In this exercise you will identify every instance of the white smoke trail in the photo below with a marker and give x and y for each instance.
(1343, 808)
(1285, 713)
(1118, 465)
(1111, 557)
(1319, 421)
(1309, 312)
++++++++++++++++++++
Your job is to write out the data exactly as it stands.

→ **Solution**:
In this exercise you will identify every instance of the white smoke trail in the photo below with a marker and give x and y for each instance.
(1343, 808)
(1285, 713)
(1118, 465)
(1111, 557)
(1319, 421)
(1309, 312)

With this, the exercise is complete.